#### [Fragmento]
Llega diciembre, y con él uno de los momentos más esperados por los niños: las vacaciones escolares. Los pasillos se vacían, los cuadernos se cierran y el calendario marca una pausa que, en teoría, debería servir para descansar, jugar y reconectar con la esencia más simple de la infancia. Pero la realidad es otra: para muchos, las vacaciones no son sinónimo de descanso ni de alegría, sino de soledad, pantallas y rutinas que no cambian demasiado del resto del año.
En miles de hogares, los padres y madres siguen trabajando mientras los hijos permanecen en casa, muchas veces frente a un televisor, una tableta o un teléfono, alimentando sus horas con contenido digital sin pausa ni filtro. La pregunta se repite cada año, sin respuesta clara: ¿qué hacer en esos días con nuestros hijos? ¿Cómo ofrecerles tiempo de calidad cuando el propio tiempo nos falta?
Algunos padres optan por llenar la agenda con cursos de verano, campamentos o talleres que, si bien pueden ser enriquecedores, a veces se convierten en una extensión del año escolar. Se programan días completos de actividades como si los niños fueran pequeños ejecutivos, dejando poco espacio para lo más importante: el ocio libre, la imaginación, el descanso. En esa carrera por “aprovechar el tiempo”, olvidamos que las vacaciones también son un derecho a la pausa.
Pero ¿qué pasa con las familias que no pueden pagar programas o actividades? ¿Qué opciones reales tienen? Es fácil decir “busquen alternativas”, pero la verdad es que en Panamá las actividades gratuitas o accesibles se concentran en ciertos sectores, y muchas comunidades quedan al margen. Esta desigualdad deja a demasiados niños sin oportunidades para explorar, crear o simplemente ser.
Frente a esta realidad, vale la pena replantearnos el sentido mismo de las vacaciones. No se trata de tener a los hijos “ocupados” todo el tiempo, sino de ofrecerles experiencias significativas, acordes con su edad y con las posibilidades de cada familia. No hace falta mucho dinero para cultivar un entorno sano: basta con un poco de intención, creatividad y presencia.

#### [Objetivo del ejercicio]
Transcribe literalmente la parte del texto sobre las vacaciones escolares que va de "En miles de" a "tiempo nos falta?", ambos extremos incluidos.

#### [Bloque de datos]

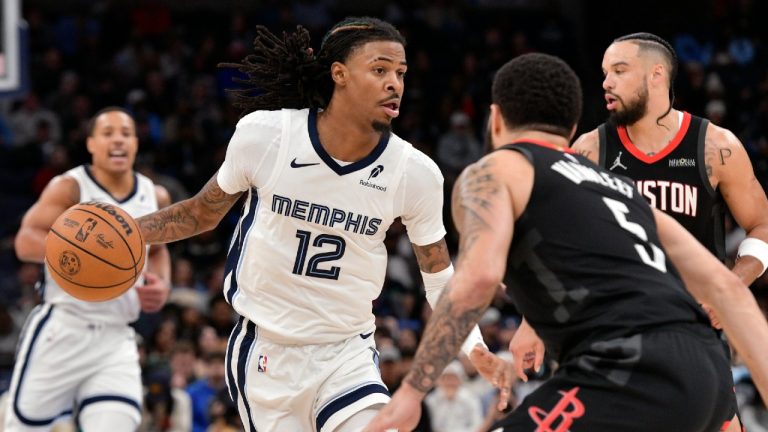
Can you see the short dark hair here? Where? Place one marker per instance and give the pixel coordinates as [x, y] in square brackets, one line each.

#### [Solución del problema]
En miles de hogares, los padres y madres siguen trabajando mientras los hijos permanecen en casa, muchas veces frente a un televisor, una tableta o un teléfono, alimentando sus horas con contenido digital sin pausa ni filtro. La pregunta se repite cada año, sin respuesta clara: ¿qué hacer en esos días con nuestros hijos? ¿Cómo ofrecerles tiempo de calidad cuando el propio tiempo nos falta?